Modulation of PI-specific phospholipase C by membrane curvature and molecular order.

Phosphatidylinositol-specific phospholipase C (PI-PLC) from Bacillus cereus has been assayed on large and small unilamellar vesicles consisting of PI, either pure or in mixtures with other lipids. Vesicle diameter (in the 50-300 nm range) influences PI-PLC activity, enzyme rates increasing with decreasing curvature radii. With sonicated unilamellar vesicles of pure PI, two apparent K(s) values are observed, one in the 0-2 mM concentration range and the other in the 2-12 mM concentration range. The latter ( approximately 4.2 mM) corresponds to previously published values, while the low-concentration K(s) is on the same order of magnitude as the single apparent K(m) value found with large unilamellar liposomes ( approximately 0.30 mM). PI-PLC appears to be very sensitive to bilayer composition. Certain nonsubstrate lipids, e.g., galactosylceramide or cholesterol, inhibit PI-PLC in a dose-dependent way, at least up to 33 mol % in the bilayers, under conditions with a constant PI concentration. Simultaneous measurements of enzyme activity, interfacial enzyme binding, and fluorescence of different probes, on a variety of bilayer compositions, reveal that both the level of enzyme binding and activity decrease with increasing lipid order, as measured by the fluorescence polarization of the hydrophobic probe diphenylhexatriene. In contrast, no correlation is found for enzyme activity with fluorescence changes of probes, e.g., laurdan, that report on phenomena occurring mainly at the lipid-water interface. Sphingomyelin has a dual effect. Up to 40 mol %, it increases PI-PLC activity, with little effect on bilayer molecular order. At higher proportions, the increased lipid chain order causes a decrease in enzyme activity. The same effects are observed for distearoylphosphatidylcholine when added to PI bilayers. These results support the "two-stage model" for binding of PI-PLC to lipid bilayers, and underline the significance of the enzyme partial penetration into the membrane hydrophobic matrix for its catalytic activity.

DATA EXTRACTS
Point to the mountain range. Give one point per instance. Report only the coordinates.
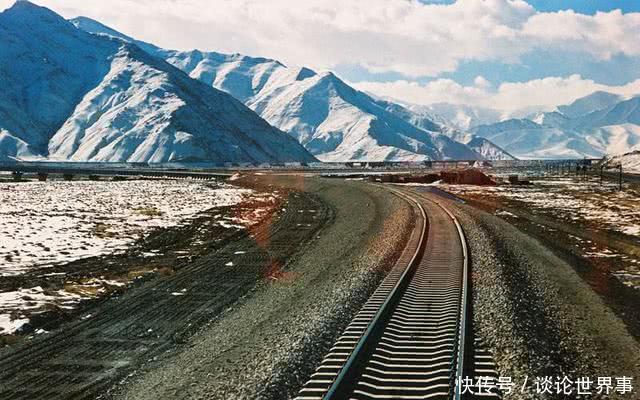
(79, 90)
(332, 120)
(72, 95)
(593, 126)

ACTIVITY
In the text on PI-specific phospholipase C, why does sphingomyelin lower enzyme activity once its proportion goes beyond 40 mol %? Answer in one to three sentences.

EXERCISE OUTPUT
At these higher proportions, sphingomyelin increases lipid chain order, and that increased order causes the decrease in PI-PLC activity. Up to 40 mol %, it has little effect on bilayer molecular order and instead increases activity.